> TEXT SECTION:

In that lovely, perfect world we see and hear referenced daily – you know the one, where we all have fulfilling and meaningful work, our children are strong and smart and respectful, wrinkles never happen and money is always abundant – we have health and medical records that follow us about and keep us safe. Sort of like magic.
These records, incredible though it seems, have no errors or confusing content, are resistant to any and all tampering and misinterpretation and cost us nothing – in fact, they save us all endless dollars. How is this possible?
We need to keep our wits about us, here. Yes, technology promises to smooth out all sorts of rough edges in the near future, but it also presents some major challenges. Fraud is not going away soon, or quietly. Medical identity theft is on the rise; some 5.8% of Americans have been victims of this crime, in which a thief uses his or her victim’s information to get access to medical treatment and equipment.
This kind of theft takes longer to detect than the usual identity theft, and costs considerably more. The average medical identity theft victim faces more than $20,000 in costs; these same victims may have to pay out-of-pocket costs to have their health insurance restored. Nearly half of all victims lost their health coverage completely because of the fraud, and another third saw their premiums soar.
And to make matters even worse, some 30% of these victims don’t find out about it for a year, while more than 20% don’t learn of it for two or more years, making it almost impossible to find the culprit. Three quarters of the victims reported that resolving all the issues triggered by the thefts was very, very difficult and frustrating.
What to do?
Early detection is obviously very important. This will help clear your name and eliminate your financial responsibility for the crime. You will also have to ascertain that erroneous information is not now part of your medical record.
The Federal Trade Commission indicates that you might be a medical identity theft victim if:
- You receive a bill, either from a doctor or a debt collector, for medical services you did not receive.
- Your credit report contains medical collections you do not recognize.
- Your insurance claim is denied for reaching the limit on benefits.
- Your health insurance application is denied because of a health condition you do not have.
To protect your medical identification, consider the following:
- Keep your medical records in a locked file cabinet or safe.
- Be cautious about storing these documents on your computer – they are simple to access and are all too easily recovered by smart thieves even if ‘erased’ should your equipment be lost, stolen and donated.
- Of course, do not share your social security number or health insurance plan number unless you absolutely trust the company you are dealing with. And no personal stuff via e-mail. To anyone.
- Shred documents that include your personal or medical information, including billing notices, health insurance forms, Rx labels, old insurance cards and the like.
- Monitor mistakes and inaccuracies in your ‘Explanation of Benefits‘ statements. Report discrepancies immediately.
- Acquire annual credit reports to check for fraudulent medical debts.
- Protect your health insurance plan ID card – treat it like a credit card.
- Regularly review your medical records to be sure treatment data is accurate. Pay careful attention whenever a healthcare provider reviews your medical history with you. One of the scarier consequences of medical identity theft could be your getting the wrong medical treatment because of errors in your file: wrong blood type, test results that do not belong to you, records of treatment you have never received, diagnosis of an illness you have never had.
- You will need to contact your local police department if you have been a victim of fraud and work closely with your insurance company and medical providers to clear your name of the charges.

> APPLY WHAT YOU READ:
1) Answer from the article on medical identity theft:
(a) What percentage of Americans have been victims of medical identity theft?
(b) How much does the average medical identity theft victim face in costs?
(c) Which agency lists signs that you might be a medical identity theft victim?
2) Reproduce the article on medical identity theft word for word, from "We need to keep" to "their premiums soar.".
The rows come from a source unrelated to the article on medical identity theft.

> EXTRACTED RECORDS:
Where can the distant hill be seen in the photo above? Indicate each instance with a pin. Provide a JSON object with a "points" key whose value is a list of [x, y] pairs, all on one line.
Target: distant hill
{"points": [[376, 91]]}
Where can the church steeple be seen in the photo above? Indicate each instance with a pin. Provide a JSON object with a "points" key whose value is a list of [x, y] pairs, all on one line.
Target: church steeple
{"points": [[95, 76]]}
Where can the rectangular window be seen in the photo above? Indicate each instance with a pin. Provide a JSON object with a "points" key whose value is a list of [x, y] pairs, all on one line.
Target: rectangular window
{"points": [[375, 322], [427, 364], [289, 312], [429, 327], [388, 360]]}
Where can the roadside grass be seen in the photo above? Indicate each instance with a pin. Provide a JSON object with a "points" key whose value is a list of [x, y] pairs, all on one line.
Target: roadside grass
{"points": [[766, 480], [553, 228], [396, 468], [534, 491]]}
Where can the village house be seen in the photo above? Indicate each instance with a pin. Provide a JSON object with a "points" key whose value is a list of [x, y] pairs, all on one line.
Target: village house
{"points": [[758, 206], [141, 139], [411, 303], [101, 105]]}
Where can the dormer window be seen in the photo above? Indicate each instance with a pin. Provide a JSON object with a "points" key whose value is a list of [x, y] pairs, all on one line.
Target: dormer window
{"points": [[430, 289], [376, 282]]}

> RESPONSES IN ORDER:
1)
(a) Some 5.8%.
(b) More than $20,000.
(c) The Federal Trade Commission.

2)
We need to keep our wits about us, here. Yes, technology promises to smooth out all sorts of rough edges in the near future, but it also presents some major challenges. Fraud is not going away soon, or quietly. Medical identity theft is on the rise; some 5.8% of Americans have been victims of this crime, in which a thief uses his or her victim’s information to get access to medical treatment and equipment.
This kind of theft takes longer to detect than the usual identity theft, and costs considerably more. The average medical identity theft victim faces more than $20,000 in costs; these same victims may have to pay out-of-pocket costs to have their health insurance restored. Nearly half of all victims lost their health coverage completely because of the fraud, and another third saw their premiums soar.